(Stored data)
——————————

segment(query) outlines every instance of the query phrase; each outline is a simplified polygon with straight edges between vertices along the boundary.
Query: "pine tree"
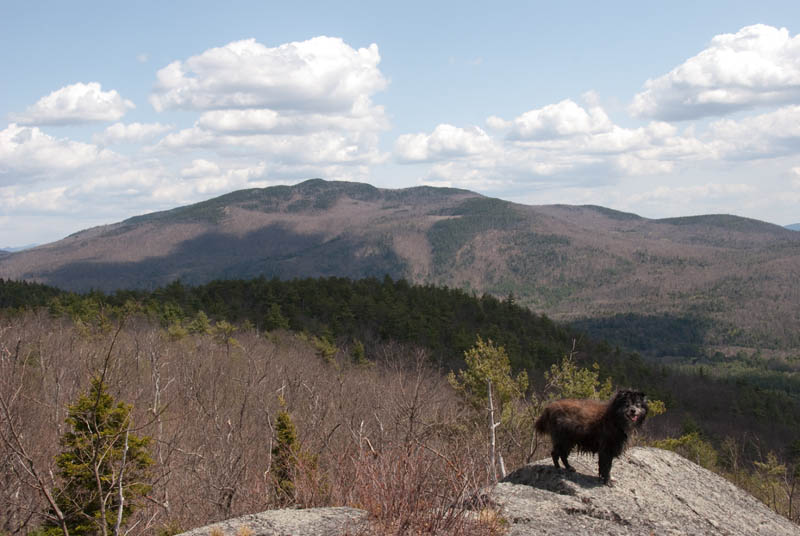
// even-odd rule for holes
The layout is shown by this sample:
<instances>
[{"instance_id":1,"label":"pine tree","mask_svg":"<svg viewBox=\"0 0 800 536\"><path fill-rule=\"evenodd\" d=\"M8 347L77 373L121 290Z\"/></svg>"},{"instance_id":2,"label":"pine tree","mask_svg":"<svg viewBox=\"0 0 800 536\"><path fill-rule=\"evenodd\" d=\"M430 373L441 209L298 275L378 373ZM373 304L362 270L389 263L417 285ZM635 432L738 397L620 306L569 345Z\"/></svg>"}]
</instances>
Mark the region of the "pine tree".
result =
<instances>
[{"instance_id":1,"label":"pine tree","mask_svg":"<svg viewBox=\"0 0 800 536\"><path fill-rule=\"evenodd\" d=\"M56 500L73 536L118 535L137 498L150 489L150 438L131 432L131 409L116 402L99 377L68 406L69 429L56 456L64 485L56 490ZM60 534L61 529L45 527L44 532Z\"/></svg>"},{"instance_id":2,"label":"pine tree","mask_svg":"<svg viewBox=\"0 0 800 536\"><path fill-rule=\"evenodd\" d=\"M283 312L281 312L281 306L279 304L272 303L269 306L269 310L264 317L264 329L266 331L289 329L289 320L283 316Z\"/></svg>"},{"instance_id":3,"label":"pine tree","mask_svg":"<svg viewBox=\"0 0 800 536\"><path fill-rule=\"evenodd\" d=\"M528 373L522 371L513 377L505 348L481 337L464 353L464 361L466 370L459 370L458 376L452 372L448 375L450 385L476 409L484 409L489 401L488 385L491 381L493 403L498 406L501 419L506 420L511 411L510 402L525 396Z\"/></svg>"},{"instance_id":4,"label":"pine tree","mask_svg":"<svg viewBox=\"0 0 800 536\"><path fill-rule=\"evenodd\" d=\"M300 455L300 442L283 398L280 399L280 404L281 410L275 422L275 444L272 447L270 470L276 493L288 502L294 502L294 476Z\"/></svg>"},{"instance_id":5,"label":"pine tree","mask_svg":"<svg viewBox=\"0 0 800 536\"><path fill-rule=\"evenodd\" d=\"M505 476L503 456L497 449L496 429L512 420L514 402L523 400L528 389L528 374L511 375L511 362L502 346L491 340L484 342L479 336L475 346L464 353L466 370L459 370L458 377L450 373L450 385L476 409L486 409L489 416L489 467L497 482L497 464L500 475ZM499 414L499 418L495 416Z\"/></svg>"},{"instance_id":6,"label":"pine tree","mask_svg":"<svg viewBox=\"0 0 800 536\"><path fill-rule=\"evenodd\" d=\"M614 387L611 378L600 381L600 365L594 363L591 369L575 364L574 353L565 355L558 365L552 365L544 373L552 398L609 398Z\"/></svg>"}]
</instances>

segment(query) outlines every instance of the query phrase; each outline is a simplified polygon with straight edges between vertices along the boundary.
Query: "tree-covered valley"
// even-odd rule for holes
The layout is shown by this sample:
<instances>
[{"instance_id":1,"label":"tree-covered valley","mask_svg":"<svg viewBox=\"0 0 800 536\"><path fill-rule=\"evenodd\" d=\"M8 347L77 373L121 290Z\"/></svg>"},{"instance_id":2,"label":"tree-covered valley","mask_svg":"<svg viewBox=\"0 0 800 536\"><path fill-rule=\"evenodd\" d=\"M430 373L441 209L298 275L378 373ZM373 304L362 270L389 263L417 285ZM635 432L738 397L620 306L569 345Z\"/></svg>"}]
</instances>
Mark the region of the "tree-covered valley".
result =
<instances>
[{"instance_id":1,"label":"tree-covered valley","mask_svg":"<svg viewBox=\"0 0 800 536\"><path fill-rule=\"evenodd\" d=\"M0 306L0 530L9 533L63 533L43 489L63 512L80 520L91 511L96 522L97 508L76 508L65 485L73 473L59 460L77 433L70 416L99 397L98 381L113 399L108 408L130 408L128 432L150 457L143 486L123 488L136 504L125 524L136 533L292 504L359 505L386 530L407 522L501 533L448 509L489 484L495 465L486 393L457 380L476 352L494 363L495 385L525 377L496 393L505 466L548 455L532 428L545 401L632 386L666 409L637 442L677 450L796 519L798 363L702 348L689 353L693 362L673 362L635 351L638 329L657 334L659 348L694 340L694 328L675 319L631 320L619 340L626 347L534 313L513 294L388 277L175 282L108 294L3 280ZM109 471L114 480L113 464ZM79 523L70 526L76 533Z\"/></svg>"}]
</instances>

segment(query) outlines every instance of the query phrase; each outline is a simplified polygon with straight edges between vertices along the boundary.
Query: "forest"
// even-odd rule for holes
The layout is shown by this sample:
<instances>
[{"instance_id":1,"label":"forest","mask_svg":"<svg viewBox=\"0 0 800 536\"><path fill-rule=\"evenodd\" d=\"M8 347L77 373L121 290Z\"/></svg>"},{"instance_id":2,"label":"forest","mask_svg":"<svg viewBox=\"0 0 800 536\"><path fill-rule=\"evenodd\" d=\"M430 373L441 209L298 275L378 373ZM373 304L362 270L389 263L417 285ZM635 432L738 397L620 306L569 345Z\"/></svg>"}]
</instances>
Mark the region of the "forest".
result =
<instances>
[{"instance_id":1,"label":"forest","mask_svg":"<svg viewBox=\"0 0 800 536\"><path fill-rule=\"evenodd\" d=\"M672 326L664 338L691 333L660 325ZM0 533L167 536L268 508L350 505L384 533L501 534L499 520L451 506L491 484L500 459L547 456L532 427L543 403L629 386L665 410L637 442L798 521L792 363L781 386L775 367L718 374L701 353L667 364L513 295L390 278L113 294L0 280Z\"/></svg>"}]
</instances>

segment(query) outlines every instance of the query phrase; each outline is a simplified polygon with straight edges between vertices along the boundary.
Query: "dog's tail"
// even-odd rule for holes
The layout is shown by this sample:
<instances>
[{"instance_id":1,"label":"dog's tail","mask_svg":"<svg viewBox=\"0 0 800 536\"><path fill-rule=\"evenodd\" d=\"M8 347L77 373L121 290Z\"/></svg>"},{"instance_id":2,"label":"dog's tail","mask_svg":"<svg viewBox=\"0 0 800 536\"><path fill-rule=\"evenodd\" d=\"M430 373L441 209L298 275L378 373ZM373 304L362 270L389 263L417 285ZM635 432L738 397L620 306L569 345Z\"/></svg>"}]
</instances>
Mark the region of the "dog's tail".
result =
<instances>
[{"instance_id":1,"label":"dog's tail","mask_svg":"<svg viewBox=\"0 0 800 536\"><path fill-rule=\"evenodd\" d=\"M536 423L533 425L533 428L539 434L546 434L548 432L548 424L550 423L550 408L544 408L544 411L539 418L536 419Z\"/></svg>"}]
</instances>

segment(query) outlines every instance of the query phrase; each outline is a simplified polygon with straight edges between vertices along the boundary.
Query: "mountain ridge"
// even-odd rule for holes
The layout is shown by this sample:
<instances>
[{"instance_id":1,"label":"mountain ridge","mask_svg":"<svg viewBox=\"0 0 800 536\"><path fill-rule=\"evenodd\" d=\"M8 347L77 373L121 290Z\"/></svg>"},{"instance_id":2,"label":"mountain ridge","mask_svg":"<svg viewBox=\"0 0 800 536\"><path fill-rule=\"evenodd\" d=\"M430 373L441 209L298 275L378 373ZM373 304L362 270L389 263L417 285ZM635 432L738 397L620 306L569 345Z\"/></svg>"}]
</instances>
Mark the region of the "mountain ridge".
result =
<instances>
[{"instance_id":1,"label":"mountain ridge","mask_svg":"<svg viewBox=\"0 0 800 536\"><path fill-rule=\"evenodd\" d=\"M711 317L720 326L711 343L800 347L800 235L732 215L648 219L311 179L135 216L0 259L0 277L81 291L384 275L513 294L557 319Z\"/></svg>"}]
</instances>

——————————

Exercise instructions: Your copy should match the records above exactly, apart from the pictures, which stay out.

Task output:
segment(query) outlines every instance of the query phrase; each outline is a simplified polygon with straight edges between vertices along the boundary.
Query: "pine tree"
// even-odd rule for holes
The layout is shown by this sample:
<instances>
[{"instance_id":1,"label":"pine tree","mask_svg":"<svg viewBox=\"0 0 800 536\"><path fill-rule=\"evenodd\" d=\"M8 347L77 373L121 290Z\"/></svg>"},{"instance_id":2,"label":"pine tree","mask_svg":"<svg viewBox=\"0 0 800 536\"><path fill-rule=\"evenodd\" d=\"M430 373L441 209L298 275L378 373ZM373 304L362 270L389 263L417 285ZM635 432L738 397L620 306L569 345Z\"/></svg>"}]
</instances>
Mark the region of the "pine tree".
result =
<instances>
[{"instance_id":1,"label":"pine tree","mask_svg":"<svg viewBox=\"0 0 800 536\"><path fill-rule=\"evenodd\" d=\"M56 500L73 536L118 535L137 498L150 489L150 438L131 432L131 409L116 402L99 377L68 406L69 429L56 456L64 485L56 490ZM60 534L61 529L45 527L44 532Z\"/></svg>"},{"instance_id":2,"label":"pine tree","mask_svg":"<svg viewBox=\"0 0 800 536\"><path fill-rule=\"evenodd\" d=\"M283 312L281 312L281 306L279 304L272 303L269 306L269 310L264 317L264 329L266 331L289 329L289 320L283 316Z\"/></svg>"},{"instance_id":3,"label":"pine tree","mask_svg":"<svg viewBox=\"0 0 800 536\"><path fill-rule=\"evenodd\" d=\"M528 373L522 371L513 377L505 348L481 337L464 353L464 361L466 370L459 370L458 376L452 372L448 375L450 385L476 409L484 409L489 401L488 385L491 381L493 403L498 406L501 419L506 420L511 411L510 402L525 396Z\"/></svg>"},{"instance_id":4,"label":"pine tree","mask_svg":"<svg viewBox=\"0 0 800 536\"><path fill-rule=\"evenodd\" d=\"M300 455L300 442L283 398L280 399L280 404L281 410L275 422L275 444L272 447L270 470L276 493L288 502L294 502L294 476Z\"/></svg>"},{"instance_id":5,"label":"pine tree","mask_svg":"<svg viewBox=\"0 0 800 536\"><path fill-rule=\"evenodd\" d=\"M505 476L503 456L497 449L496 429L512 420L514 402L523 400L528 389L528 374L511 375L511 362L502 346L491 340L484 342L479 336L475 346L464 353L466 370L459 370L458 377L450 373L450 385L476 409L486 409L489 416L489 467L497 482L497 464L500 475ZM499 414L499 418L495 416Z\"/></svg>"},{"instance_id":6,"label":"pine tree","mask_svg":"<svg viewBox=\"0 0 800 536\"><path fill-rule=\"evenodd\" d=\"M614 387L611 378L600 381L600 365L594 363L591 369L575 364L574 353L565 355L558 365L552 365L544 373L552 398L609 398Z\"/></svg>"}]
</instances>

segment(query) outlines every instance of the query phrase; each outline is a simplified polygon with straight edges between vertices along the boundary.
Query: "tree-covered valley"
// even-odd rule for holes
The layout is shown by this sample:
<instances>
[{"instance_id":1,"label":"tree-covered valley","mask_svg":"<svg viewBox=\"0 0 800 536\"><path fill-rule=\"evenodd\" d=\"M8 347L77 373L121 290Z\"/></svg>"},{"instance_id":2,"label":"tree-covered valley","mask_svg":"<svg viewBox=\"0 0 800 536\"><path fill-rule=\"evenodd\" d=\"M430 373L441 209L298 275L378 373ZM373 304L362 270L389 263L417 285ZM635 432L738 397L620 306L569 345Z\"/></svg>"}]
</instances>
Mark the region of the "tree-covered valley".
result =
<instances>
[{"instance_id":1,"label":"tree-covered valley","mask_svg":"<svg viewBox=\"0 0 800 536\"><path fill-rule=\"evenodd\" d=\"M0 306L0 530L9 533L63 533L43 489L63 512L80 520L91 511L96 522L97 508L76 508L65 485L73 473L59 460L77 433L70 416L99 397L98 381L113 399L108 408L130 408L128 432L150 457L143 486L123 488L136 504L125 524L136 533L292 504L359 505L386 530L407 522L501 533L448 509L489 484L495 465L486 393L457 380L476 352L494 363L495 385L525 377L496 393L505 466L548 455L532 428L545 401L632 386L666 409L637 442L677 450L796 519L798 363L702 348L689 353L693 362L673 362L635 351L638 329L657 334L659 348L694 340L694 328L675 319L631 320L619 340L626 347L534 313L513 294L388 277L175 282L108 294L3 280ZM109 471L114 480L113 464ZM79 523L70 526L76 533Z\"/></svg>"}]
</instances>

segment(query) outlines every instance of the query phrase; each outline is a simplified polygon with straight edges between vertices along the boundary.
Query: "forest"
// even-odd rule for holes
The layout is shown by this sample:
<instances>
[{"instance_id":1,"label":"forest","mask_svg":"<svg viewBox=\"0 0 800 536\"><path fill-rule=\"evenodd\" d=\"M8 347L77 373L121 290Z\"/></svg>"},{"instance_id":2,"label":"forest","mask_svg":"<svg viewBox=\"0 0 800 536\"><path fill-rule=\"evenodd\" d=\"M430 373L441 209L298 275L378 373ZM373 304L362 270L389 263L417 285ZM635 432L738 397L620 306L569 345Z\"/></svg>"}]
</instances>
Mark the region of the "forest".
result =
<instances>
[{"instance_id":1,"label":"forest","mask_svg":"<svg viewBox=\"0 0 800 536\"><path fill-rule=\"evenodd\" d=\"M672 326L664 338L691 333L660 325ZM0 533L167 536L268 508L350 505L384 533L501 534L499 520L451 506L491 484L500 459L547 456L532 427L543 403L629 386L665 410L637 442L798 521L792 363L781 386L775 367L718 374L701 353L667 364L513 295L390 278L113 294L0 280Z\"/></svg>"}]
</instances>

segment(query) outlines every instance of the query phrase; each outline is a simplified polygon with straight edges between vertices along the boundary.
Query: "dog's tail"
// even-odd rule for holes
The layout is shown by this sample:
<instances>
[{"instance_id":1,"label":"dog's tail","mask_svg":"<svg viewBox=\"0 0 800 536\"><path fill-rule=\"evenodd\" d=\"M8 347L77 373L121 290Z\"/></svg>"},{"instance_id":2,"label":"dog's tail","mask_svg":"<svg viewBox=\"0 0 800 536\"><path fill-rule=\"evenodd\" d=\"M430 373L441 209L298 275L378 373ZM373 304L362 270L389 263L417 285ZM635 432L738 397L620 306L569 345Z\"/></svg>"}]
</instances>
Mark the region of the "dog's tail".
result =
<instances>
[{"instance_id":1,"label":"dog's tail","mask_svg":"<svg viewBox=\"0 0 800 536\"><path fill-rule=\"evenodd\" d=\"M536 423L533 425L533 428L539 434L546 434L548 432L548 424L550 423L550 408L544 408L544 411L539 418L536 419Z\"/></svg>"}]
</instances>

segment(query) outlines every instance of the query phrase; each outline is a simplified polygon with straight edges between vertices along the boundary.
Query: "mountain ridge"
// even-odd rule for holes
The layout is shown by this sample:
<instances>
[{"instance_id":1,"label":"mountain ridge","mask_svg":"<svg viewBox=\"0 0 800 536\"><path fill-rule=\"evenodd\" d=\"M8 347L77 373L121 290Z\"/></svg>"},{"instance_id":2,"label":"mountain ridge","mask_svg":"<svg viewBox=\"0 0 800 536\"><path fill-rule=\"evenodd\" d=\"M430 373L441 209L298 275L378 373ZM373 304L362 270L389 263L417 285ZM635 432L738 397L620 306L569 345Z\"/></svg>"}]
</instances>
Mark the region of the "mountain ridge".
result =
<instances>
[{"instance_id":1,"label":"mountain ridge","mask_svg":"<svg viewBox=\"0 0 800 536\"><path fill-rule=\"evenodd\" d=\"M711 317L720 326L711 343L800 347L800 235L732 215L648 219L311 179L135 216L0 259L0 277L81 291L384 275L513 294L557 319Z\"/></svg>"}]
</instances>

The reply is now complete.